- _WRITTEN INSTRUCTION_:
Nothing but the lines from the one containing "Could you please point out the striped" to the end of the data should be returned, each exactly as written.

Object point labels
^^^^^^^^

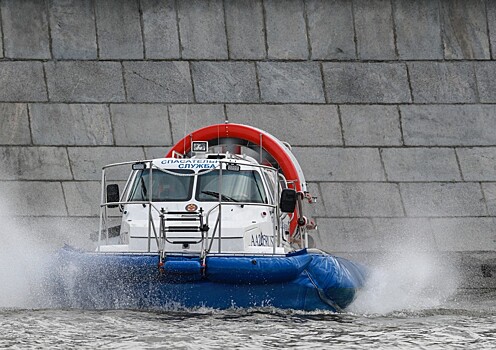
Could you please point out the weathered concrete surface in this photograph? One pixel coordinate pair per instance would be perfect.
(390, 106)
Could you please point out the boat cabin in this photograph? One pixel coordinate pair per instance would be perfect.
(209, 203)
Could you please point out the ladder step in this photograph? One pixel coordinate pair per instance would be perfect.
(182, 229)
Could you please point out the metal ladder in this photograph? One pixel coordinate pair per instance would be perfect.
(192, 232)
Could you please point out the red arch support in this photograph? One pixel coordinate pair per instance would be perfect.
(282, 155)
(272, 145)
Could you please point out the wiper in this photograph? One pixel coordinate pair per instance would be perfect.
(222, 196)
(144, 191)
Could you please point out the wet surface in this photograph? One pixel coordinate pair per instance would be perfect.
(466, 320)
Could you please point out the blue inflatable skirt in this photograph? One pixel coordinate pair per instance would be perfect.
(301, 280)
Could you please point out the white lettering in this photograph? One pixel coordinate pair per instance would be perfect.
(261, 240)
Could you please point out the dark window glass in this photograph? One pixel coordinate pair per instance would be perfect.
(240, 186)
(165, 187)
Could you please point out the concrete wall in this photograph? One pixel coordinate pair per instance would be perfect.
(390, 106)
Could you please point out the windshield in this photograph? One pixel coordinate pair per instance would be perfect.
(237, 186)
(165, 187)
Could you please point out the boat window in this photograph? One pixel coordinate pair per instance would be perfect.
(165, 187)
(237, 186)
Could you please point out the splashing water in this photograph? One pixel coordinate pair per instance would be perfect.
(407, 279)
(23, 259)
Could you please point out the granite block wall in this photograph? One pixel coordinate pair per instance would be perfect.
(389, 104)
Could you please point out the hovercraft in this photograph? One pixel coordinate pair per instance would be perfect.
(218, 222)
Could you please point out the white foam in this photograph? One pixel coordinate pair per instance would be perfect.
(407, 279)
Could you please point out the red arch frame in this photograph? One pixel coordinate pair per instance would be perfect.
(269, 143)
(272, 145)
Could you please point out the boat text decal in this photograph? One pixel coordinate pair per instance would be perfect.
(192, 163)
(261, 240)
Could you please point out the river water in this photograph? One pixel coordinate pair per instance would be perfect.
(411, 300)
(464, 321)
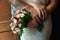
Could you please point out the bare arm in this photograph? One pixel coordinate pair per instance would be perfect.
(52, 5)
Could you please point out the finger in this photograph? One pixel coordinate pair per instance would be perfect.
(38, 20)
(45, 14)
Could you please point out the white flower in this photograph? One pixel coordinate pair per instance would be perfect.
(14, 20)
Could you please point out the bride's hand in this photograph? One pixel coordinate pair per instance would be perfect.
(35, 21)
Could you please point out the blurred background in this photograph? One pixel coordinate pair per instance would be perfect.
(6, 33)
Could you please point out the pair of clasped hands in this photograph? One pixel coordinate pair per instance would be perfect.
(39, 14)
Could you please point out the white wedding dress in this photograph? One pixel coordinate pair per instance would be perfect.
(34, 34)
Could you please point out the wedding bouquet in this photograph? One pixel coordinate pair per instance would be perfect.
(20, 20)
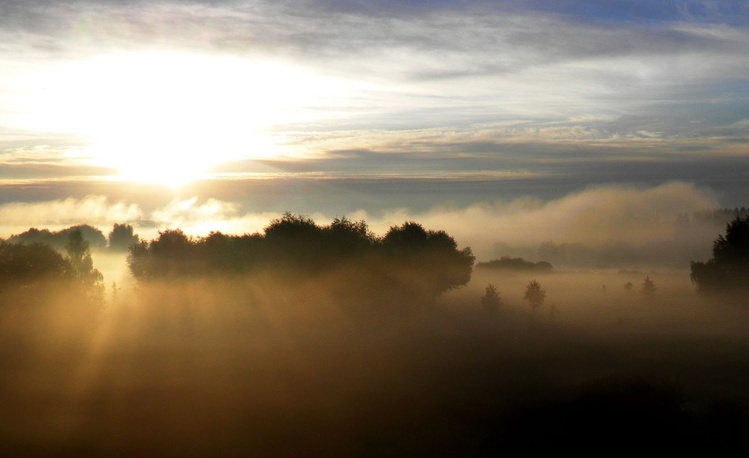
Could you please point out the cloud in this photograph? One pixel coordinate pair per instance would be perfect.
(94, 210)
(594, 217)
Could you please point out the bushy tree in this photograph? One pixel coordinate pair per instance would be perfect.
(408, 261)
(490, 301)
(430, 260)
(25, 264)
(648, 287)
(534, 294)
(79, 256)
(728, 269)
(121, 237)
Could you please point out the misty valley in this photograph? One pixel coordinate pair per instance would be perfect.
(330, 340)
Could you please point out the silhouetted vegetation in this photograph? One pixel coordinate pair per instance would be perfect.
(508, 263)
(121, 237)
(490, 301)
(23, 265)
(728, 269)
(648, 288)
(534, 294)
(37, 267)
(408, 260)
(83, 271)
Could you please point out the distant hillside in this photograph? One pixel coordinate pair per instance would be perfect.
(508, 263)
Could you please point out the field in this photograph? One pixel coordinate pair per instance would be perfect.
(255, 367)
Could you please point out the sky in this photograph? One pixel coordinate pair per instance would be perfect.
(221, 114)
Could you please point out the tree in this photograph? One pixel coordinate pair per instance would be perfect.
(728, 269)
(490, 301)
(429, 260)
(648, 287)
(534, 294)
(23, 264)
(121, 237)
(79, 256)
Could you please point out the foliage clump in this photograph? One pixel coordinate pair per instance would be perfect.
(508, 263)
(728, 269)
(534, 294)
(491, 300)
(648, 288)
(408, 259)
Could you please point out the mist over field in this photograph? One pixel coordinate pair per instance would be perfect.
(345, 228)
(278, 361)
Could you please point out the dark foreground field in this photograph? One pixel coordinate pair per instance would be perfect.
(258, 370)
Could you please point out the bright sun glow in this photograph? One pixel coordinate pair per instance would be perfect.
(168, 117)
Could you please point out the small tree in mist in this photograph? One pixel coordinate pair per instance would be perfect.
(648, 287)
(535, 295)
(121, 237)
(728, 270)
(79, 256)
(22, 265)
(490, 301)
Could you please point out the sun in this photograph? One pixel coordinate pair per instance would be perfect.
(168, 117)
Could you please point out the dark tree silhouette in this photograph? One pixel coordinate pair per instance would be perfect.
(427, 262)
(535, 295)
(728, 269)
(648, 287)
(59, 239)
(408, 261)
(490, 301)
(508, 263)
(25, 264)
(121, 237)
(79, 257)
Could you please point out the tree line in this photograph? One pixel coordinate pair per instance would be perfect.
(30, 265)
(408, 258)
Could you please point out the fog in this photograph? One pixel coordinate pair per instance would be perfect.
(600, 226)
(346, 356)
(271, 365)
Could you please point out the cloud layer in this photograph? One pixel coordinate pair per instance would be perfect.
(595, 218)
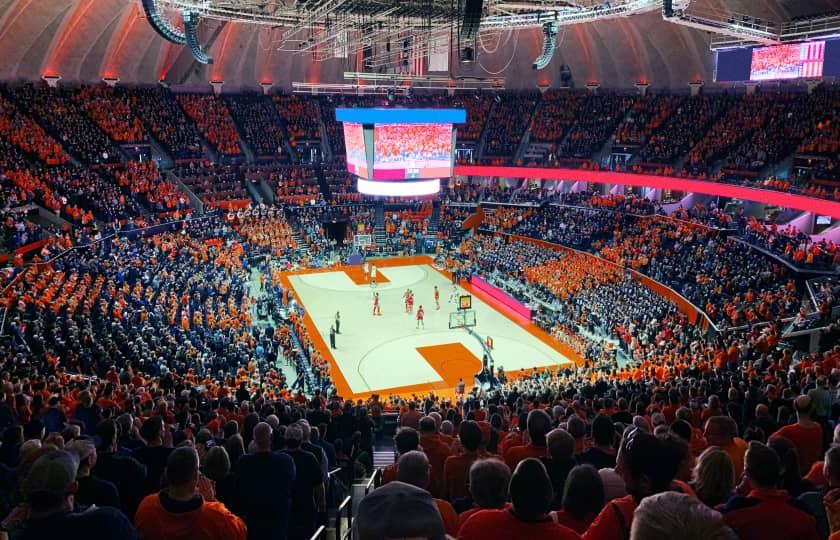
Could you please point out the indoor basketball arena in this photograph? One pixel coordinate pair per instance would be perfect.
(432, 269)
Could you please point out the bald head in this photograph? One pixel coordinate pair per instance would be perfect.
(804, 407)
(262, 437)
(539, 424)
(413, 468)
(561, 444)
(831, 467)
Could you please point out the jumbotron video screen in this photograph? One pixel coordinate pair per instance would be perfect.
(405, 151)
(400, 152)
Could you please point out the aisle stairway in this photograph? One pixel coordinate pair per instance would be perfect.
(322, 182)
(379, 225)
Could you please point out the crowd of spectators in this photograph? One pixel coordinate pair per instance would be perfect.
(340, 183)
(557, 114)
(111, 110)
(55, 107)
(291, 184)
(212, 118)
(146, 183)
(594, 125)
(18, 231)
(213, 183)
(20, 130)
(647, 115)
(684, 129)
(300, 116)
(259, 124)
(739, 118)
(503, 135)
(166, 122)
(792, 244)
(477, 107)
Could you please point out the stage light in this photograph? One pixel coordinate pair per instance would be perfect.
(398, 189)
(471, 18)
(161, 25)
(191, 31)
(549, 43)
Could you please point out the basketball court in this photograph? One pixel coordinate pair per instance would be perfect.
(388, 354)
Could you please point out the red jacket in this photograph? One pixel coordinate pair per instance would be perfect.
(769, 515)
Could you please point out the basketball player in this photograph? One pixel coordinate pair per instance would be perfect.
(376, 310)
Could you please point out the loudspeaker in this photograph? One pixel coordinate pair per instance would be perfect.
(471, 18)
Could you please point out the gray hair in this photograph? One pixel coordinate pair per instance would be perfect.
(675, 515)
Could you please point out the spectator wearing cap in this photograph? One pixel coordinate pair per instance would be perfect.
(411, 417)
(264, 488)
(216, 467)
(539, 424)
(436, 450)
(722, 431)
(583, 499)
(766, 513)
(561, 448)
(406, 440)
(92, 490)
(713, 479)
(155, 453)
(676, 515)
(815, 501)
(602, 454)
(49, 491)
(178, 512)
(125, 472)
(489, 482)
(456, 469)
(805, 434)
(308, 488)
(648, 466)
(398, 510)
(528, 517)
(415, 469)
(54, 417)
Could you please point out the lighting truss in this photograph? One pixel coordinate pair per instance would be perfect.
(191, 31)
(549, 44)
(161, 24)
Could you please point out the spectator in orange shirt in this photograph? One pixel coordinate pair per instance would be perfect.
(415, 469)
(398, 510)
(583, 499)
(436, 450)
(489, 479)
(676, 515)
(766, 513)
(722, 431)
(411, 417)
(805, 434)
(456, 469)
(648, 466)
(406, 440)
(177, 512)
(528, 518)
(713, 478)
(561, 449)
(539, 424)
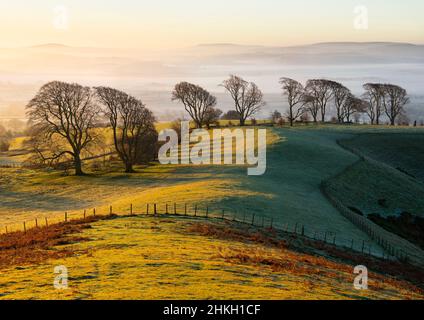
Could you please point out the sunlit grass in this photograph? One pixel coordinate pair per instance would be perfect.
(160, 258)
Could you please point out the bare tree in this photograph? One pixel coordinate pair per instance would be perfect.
(248, 99)
(275, 116)
(134, 132)
(64, 113)
(320, 91)
(352, 106)
(195, 99)
(374, 95)
(296, 97)
(394, 100)
(341, 94)
(212, 116)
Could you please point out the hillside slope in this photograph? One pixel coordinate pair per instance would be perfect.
(185, 258)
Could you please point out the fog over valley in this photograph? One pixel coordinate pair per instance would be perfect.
(152, 75)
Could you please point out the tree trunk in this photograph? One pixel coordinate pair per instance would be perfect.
(291, 117)
(129, 168)
(78, 166)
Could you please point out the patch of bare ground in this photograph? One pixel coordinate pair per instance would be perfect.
(306, 257)
(40, 244)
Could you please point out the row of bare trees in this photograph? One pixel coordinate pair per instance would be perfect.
(200, 104)
(63, 118)
(316, 97)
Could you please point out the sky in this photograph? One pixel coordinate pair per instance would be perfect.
(162, 24)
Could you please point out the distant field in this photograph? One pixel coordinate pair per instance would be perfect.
(178, 258)
(298, 160)
(375, 189)
(403, 151)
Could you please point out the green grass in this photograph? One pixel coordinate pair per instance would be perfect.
(403, 151)
(376, 189)
(165, 258)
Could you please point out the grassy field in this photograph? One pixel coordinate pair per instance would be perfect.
(186, 258)
(289, 192)
(403, 151)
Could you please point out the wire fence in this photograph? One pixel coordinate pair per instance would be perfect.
(299, 230)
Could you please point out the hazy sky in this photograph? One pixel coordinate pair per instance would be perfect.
(172, 23)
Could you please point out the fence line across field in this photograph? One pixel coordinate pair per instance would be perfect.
(207, 212)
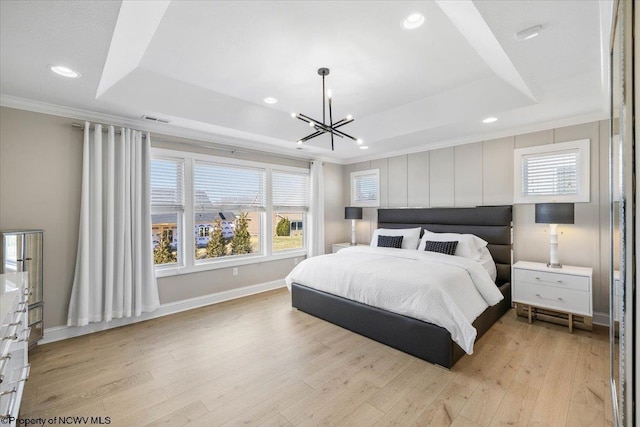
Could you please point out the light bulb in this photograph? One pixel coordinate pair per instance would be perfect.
(413, 21)
(64, 71)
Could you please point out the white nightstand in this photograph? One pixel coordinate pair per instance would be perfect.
(337, 246)
(559, 295)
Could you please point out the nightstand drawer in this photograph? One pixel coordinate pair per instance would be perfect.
(559, 280)
(555, 298)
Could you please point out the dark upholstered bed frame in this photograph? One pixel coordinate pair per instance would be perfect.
(421, 339)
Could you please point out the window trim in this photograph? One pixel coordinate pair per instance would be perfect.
(583, 172)
(189, 264)
(354, 176)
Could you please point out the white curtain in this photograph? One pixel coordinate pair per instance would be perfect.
(316, 210)
(114, 274)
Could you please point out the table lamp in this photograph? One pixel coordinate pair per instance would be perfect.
(353, 213)
(554, 214)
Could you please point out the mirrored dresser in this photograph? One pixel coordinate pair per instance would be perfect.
(21, 250)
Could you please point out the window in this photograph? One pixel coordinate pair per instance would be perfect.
(290, 193)
(552, 173)
(229, 201)
(365, 188)
(211, 212)
(167, 208)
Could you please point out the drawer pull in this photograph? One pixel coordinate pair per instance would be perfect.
(4, 393)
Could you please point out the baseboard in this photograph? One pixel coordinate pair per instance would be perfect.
(58, 333)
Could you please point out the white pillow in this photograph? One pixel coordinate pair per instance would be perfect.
(469, 246)
(486, 261)
(410, 240)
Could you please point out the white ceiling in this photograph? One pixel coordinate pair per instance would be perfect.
(207, 66)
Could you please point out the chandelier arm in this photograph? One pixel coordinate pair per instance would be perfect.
(342, 134)
(341, 123)
(317, 123)
(307, 119)
(313, 135)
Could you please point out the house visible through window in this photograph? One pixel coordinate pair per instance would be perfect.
(229, 201)
(290, 192)
(167, 209)
(226, 209)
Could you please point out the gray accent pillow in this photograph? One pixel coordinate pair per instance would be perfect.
(448, 248)
(390, 241)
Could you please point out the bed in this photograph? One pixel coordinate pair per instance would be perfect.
(416, 337)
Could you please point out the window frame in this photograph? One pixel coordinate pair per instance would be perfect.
(583, 172)
(189, 264)
(357, 174)
(177, 210)
(303, 210)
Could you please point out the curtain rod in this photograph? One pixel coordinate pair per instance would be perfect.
(104, 128)
(208, 146)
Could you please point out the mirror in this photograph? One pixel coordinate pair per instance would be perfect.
(622, 200)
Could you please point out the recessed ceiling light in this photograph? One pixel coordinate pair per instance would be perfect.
(64, 71)
(413, 21)
(529, 33)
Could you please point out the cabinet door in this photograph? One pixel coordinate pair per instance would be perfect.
(32, 263)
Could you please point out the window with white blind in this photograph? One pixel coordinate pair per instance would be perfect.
(217, 212)
(167, 209)
(229, 201)
(290, 203)
(552, 173)
(365, 188)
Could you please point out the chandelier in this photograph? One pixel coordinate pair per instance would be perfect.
(321, 127)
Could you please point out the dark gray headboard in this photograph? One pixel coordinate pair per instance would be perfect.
(491, 223)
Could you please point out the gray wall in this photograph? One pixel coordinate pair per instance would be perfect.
(482, 174)
(40, 183)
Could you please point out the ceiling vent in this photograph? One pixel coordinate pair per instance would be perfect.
(155, 119)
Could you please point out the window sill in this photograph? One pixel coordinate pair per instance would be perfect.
(217, 265)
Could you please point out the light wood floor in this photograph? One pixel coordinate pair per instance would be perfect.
(258, 361)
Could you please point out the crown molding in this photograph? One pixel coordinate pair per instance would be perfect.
(161, 129)
(514, 131)
(227, 142)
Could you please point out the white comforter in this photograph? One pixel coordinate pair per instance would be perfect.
(448, 291)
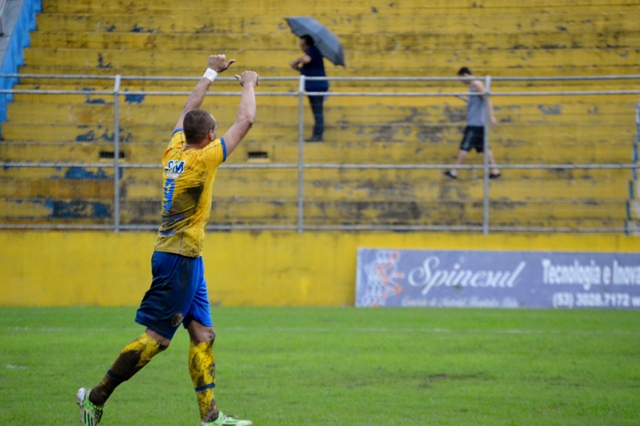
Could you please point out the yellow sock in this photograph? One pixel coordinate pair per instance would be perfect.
(202, 367)
(132, 358)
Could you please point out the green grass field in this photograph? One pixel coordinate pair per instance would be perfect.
(308, 366)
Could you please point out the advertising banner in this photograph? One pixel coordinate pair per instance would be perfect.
(497, 279)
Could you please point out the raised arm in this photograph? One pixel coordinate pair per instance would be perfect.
(246, 112)
(216, 63)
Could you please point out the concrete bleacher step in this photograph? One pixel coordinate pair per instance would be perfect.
(283, 211)
(372, 43)
(363, 23)
(447, 112)
(408, 152)
(408, 7)
(506, 59)
(347, 185)
(161, 38)
(386, 132)
(436, 69)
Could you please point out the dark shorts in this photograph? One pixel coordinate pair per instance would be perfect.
(178, 294)
(473, 138)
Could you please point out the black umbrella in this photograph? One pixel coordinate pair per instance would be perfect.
(327, 43)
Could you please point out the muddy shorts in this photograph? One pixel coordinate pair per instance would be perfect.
(178, 294)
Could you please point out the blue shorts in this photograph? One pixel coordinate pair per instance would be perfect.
(178, 294)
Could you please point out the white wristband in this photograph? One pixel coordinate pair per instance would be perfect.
(210, 74)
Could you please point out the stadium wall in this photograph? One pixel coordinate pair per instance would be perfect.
(242, 268)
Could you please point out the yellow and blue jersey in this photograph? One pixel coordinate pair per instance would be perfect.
(188, 183)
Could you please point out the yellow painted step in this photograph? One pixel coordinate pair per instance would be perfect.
(318, 213)
(259, 24)
(372, 43)
(278, 70)
(134, 113)
(57, 188)
(135, 60)
(354, 133)
(292, 6)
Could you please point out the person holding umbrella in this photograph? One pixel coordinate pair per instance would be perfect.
(311, 65)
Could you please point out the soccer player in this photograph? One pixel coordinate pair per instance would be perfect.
(476, 120)
(178, 292)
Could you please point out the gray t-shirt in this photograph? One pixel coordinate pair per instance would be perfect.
(476, 110)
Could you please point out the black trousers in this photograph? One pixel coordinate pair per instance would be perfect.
(316, 107)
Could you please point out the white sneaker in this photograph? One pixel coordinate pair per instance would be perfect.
(224, 420)
(90, 414)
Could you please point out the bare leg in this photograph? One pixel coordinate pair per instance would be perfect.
(492, 163)
(132, 359)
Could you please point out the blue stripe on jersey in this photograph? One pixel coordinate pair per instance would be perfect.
(205, 387)
(224, 150)
(168, 194)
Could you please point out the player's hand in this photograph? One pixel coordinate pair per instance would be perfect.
(218, 64)
(248, 77)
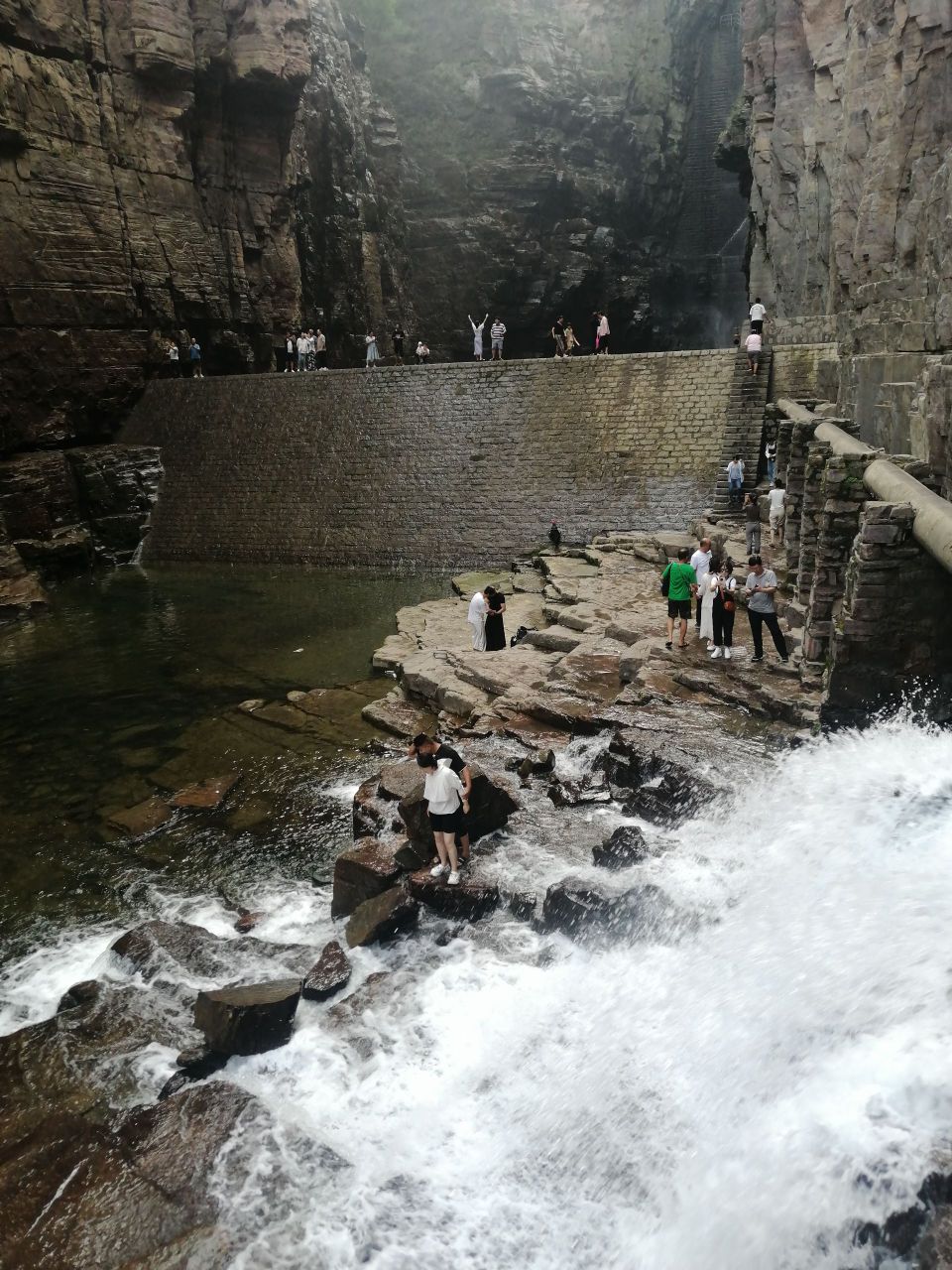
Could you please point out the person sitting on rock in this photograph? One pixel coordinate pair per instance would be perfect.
(425, 744)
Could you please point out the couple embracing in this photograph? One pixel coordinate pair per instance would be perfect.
(485, 619)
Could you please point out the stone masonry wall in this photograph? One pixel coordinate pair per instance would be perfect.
(443, 463)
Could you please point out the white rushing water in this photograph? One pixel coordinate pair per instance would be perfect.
(739, 1100)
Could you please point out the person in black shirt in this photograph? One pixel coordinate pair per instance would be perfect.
(424, 746)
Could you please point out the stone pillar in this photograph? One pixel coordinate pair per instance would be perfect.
(895, 627)
(801, 436)
(810, 516)
(842, 495)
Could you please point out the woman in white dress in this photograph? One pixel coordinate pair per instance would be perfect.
(708, 589)
(477, 336)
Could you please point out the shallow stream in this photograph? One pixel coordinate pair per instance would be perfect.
(740, 1097)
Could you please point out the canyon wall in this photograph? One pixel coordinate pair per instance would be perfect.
(449, 465)
(560, 158)
(851, 167)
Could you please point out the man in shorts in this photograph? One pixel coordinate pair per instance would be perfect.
(682, 584)
(425, 746)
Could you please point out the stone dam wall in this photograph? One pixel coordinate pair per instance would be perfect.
(453, 465)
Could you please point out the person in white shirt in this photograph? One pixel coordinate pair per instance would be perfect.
(445, 806)
(735, 479)
(479, 607)
(777, 499)
(497, 334)
(754, 344)
(701, 564)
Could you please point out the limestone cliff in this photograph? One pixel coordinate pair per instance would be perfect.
(560, 157)
(851, 155)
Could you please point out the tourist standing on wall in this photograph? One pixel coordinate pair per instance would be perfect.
(603, 336)
(701, 564)
(752, 526)
(680, 583)
(762, 610)
(477, 336)
(754, 345)
(724, 610)
(494, 626)
(558, 336)
(497, 333)
(777, 498)
(735, 479)
(425, 744)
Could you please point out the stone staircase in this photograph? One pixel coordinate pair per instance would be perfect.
(744, 432)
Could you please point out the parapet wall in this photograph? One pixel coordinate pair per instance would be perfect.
(444, 463)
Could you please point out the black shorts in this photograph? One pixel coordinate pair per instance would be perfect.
(449, 822)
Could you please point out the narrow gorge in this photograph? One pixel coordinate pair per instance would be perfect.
(428, 842)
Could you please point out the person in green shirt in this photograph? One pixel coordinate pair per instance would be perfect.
(682, 584)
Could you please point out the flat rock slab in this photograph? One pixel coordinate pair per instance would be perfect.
(206, 794)
(361, 874)
(329, 975)
(470, 899)
(382, 919)
(248, 1020)
(143, 818)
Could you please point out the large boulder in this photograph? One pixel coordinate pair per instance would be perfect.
(367, 870)
(490, 808)
(248, 1020)
(327, 975)
(625, 847)
(470, 899)
(382, 919)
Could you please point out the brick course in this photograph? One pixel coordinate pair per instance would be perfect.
(457, 463)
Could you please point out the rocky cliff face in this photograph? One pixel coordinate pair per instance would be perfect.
(851, 157)
(560, 158)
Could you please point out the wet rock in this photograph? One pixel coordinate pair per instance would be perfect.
(625, 847)
(143, 818)
(470, 899)
(361, 874)
(84, 1196)
(248, 1020)
(382, 919)
(490, 808)
(329, 975)
(207, 794)
(163, 951)
(368, 816)
(522, 905)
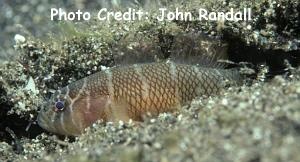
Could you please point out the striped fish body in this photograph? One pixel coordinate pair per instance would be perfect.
(130, 92)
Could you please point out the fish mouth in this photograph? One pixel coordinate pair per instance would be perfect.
(44, 122)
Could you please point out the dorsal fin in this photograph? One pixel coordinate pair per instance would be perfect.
(198, 49)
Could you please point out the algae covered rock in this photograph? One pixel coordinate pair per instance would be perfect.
(256, 122)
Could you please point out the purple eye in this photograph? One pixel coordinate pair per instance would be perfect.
(60, 105)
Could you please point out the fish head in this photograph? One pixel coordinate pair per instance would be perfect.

^^^^^^^^

- _FINISHED EXERCISE_:
Could you please point out the striped fish body in this photograph? One pixel coordinate pair per instance would be perfect.
(130, 92)
Could you please point out the fish mouth in this photograph? One pixel coordinate pair per instance would be perfect.
(44, 122)
Could you please point out the dorsal fin in this photograph? One pixel coordinate pair per instance would be perfect.
(198, 49)
Could you please point out the algae covered rock in this photograph? One pixel coordinate pair per instance would be perfect.
(256, 122)
Could you please point out the purple eye in this photograph? One pixel coordinate pair per instance would be perfect.
(60, 105)
Could you please point out the fish head in this photograph? One pixel coordinate pair per instance would be perfect.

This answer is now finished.